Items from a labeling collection
__________________________________________________

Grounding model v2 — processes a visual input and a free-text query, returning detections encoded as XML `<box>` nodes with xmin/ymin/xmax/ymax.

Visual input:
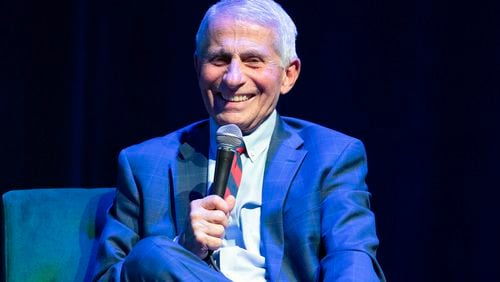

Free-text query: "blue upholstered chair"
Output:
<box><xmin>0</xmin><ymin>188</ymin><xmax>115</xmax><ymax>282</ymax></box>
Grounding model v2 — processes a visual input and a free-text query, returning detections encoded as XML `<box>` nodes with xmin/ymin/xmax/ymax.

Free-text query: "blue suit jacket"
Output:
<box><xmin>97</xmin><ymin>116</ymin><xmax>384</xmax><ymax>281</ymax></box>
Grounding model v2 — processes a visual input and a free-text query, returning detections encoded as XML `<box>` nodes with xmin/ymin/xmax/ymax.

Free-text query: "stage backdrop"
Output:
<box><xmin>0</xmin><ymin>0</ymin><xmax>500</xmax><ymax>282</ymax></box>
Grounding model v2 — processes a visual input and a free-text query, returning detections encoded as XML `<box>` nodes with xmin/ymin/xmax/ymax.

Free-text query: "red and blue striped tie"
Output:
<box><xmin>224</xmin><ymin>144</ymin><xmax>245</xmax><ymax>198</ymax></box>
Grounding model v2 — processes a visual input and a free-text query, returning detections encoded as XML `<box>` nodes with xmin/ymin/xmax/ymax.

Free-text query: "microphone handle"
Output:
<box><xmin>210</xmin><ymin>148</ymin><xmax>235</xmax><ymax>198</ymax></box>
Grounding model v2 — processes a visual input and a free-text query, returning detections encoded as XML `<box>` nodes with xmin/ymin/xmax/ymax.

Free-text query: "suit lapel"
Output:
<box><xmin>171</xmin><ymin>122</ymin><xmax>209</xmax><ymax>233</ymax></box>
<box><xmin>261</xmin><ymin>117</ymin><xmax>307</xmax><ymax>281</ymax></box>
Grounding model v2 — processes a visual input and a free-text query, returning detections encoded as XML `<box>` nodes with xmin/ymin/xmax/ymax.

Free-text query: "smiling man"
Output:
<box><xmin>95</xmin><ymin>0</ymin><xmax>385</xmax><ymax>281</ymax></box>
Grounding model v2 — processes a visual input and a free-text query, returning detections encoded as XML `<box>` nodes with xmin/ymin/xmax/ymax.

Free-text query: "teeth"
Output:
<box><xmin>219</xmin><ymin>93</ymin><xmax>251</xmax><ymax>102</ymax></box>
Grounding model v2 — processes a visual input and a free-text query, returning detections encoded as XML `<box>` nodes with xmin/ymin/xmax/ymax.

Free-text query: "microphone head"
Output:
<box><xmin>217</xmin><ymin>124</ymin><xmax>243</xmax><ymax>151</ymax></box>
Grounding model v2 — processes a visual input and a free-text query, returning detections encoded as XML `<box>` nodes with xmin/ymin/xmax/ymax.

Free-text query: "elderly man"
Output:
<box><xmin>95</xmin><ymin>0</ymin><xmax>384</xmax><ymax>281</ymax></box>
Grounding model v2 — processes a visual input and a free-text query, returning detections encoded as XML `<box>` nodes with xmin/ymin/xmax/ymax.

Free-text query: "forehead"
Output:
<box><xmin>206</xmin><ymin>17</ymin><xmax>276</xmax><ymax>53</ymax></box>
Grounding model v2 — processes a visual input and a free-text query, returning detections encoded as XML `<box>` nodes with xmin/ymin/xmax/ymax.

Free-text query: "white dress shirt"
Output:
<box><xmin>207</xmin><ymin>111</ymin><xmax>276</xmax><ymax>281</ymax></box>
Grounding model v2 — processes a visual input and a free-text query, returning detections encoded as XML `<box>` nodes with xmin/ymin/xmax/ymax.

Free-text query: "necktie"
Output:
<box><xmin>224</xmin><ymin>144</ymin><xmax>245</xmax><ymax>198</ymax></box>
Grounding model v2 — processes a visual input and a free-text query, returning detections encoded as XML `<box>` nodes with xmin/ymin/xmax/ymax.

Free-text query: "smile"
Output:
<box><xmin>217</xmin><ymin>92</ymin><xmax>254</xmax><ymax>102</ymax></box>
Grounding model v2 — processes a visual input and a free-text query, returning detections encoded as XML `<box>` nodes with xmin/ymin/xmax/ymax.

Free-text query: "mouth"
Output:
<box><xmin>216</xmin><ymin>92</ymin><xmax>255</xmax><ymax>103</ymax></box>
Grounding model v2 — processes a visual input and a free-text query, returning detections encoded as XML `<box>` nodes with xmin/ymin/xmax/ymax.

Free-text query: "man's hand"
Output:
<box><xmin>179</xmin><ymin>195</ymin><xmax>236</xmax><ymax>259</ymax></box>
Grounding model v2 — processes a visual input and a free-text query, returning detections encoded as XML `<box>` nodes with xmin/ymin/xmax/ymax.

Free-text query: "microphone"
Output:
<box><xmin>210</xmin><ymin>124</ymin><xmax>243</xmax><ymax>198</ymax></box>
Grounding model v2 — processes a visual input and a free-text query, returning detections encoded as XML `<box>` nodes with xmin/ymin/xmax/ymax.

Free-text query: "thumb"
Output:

__________________________________________________

**Written instruction**: List each line in the entries above that contains the word "microphone", copying every such line in full.

**The completed task**:
Free-text query: "microphone handle"
Free-text query: "microphone head"
Free-text query: "microphone"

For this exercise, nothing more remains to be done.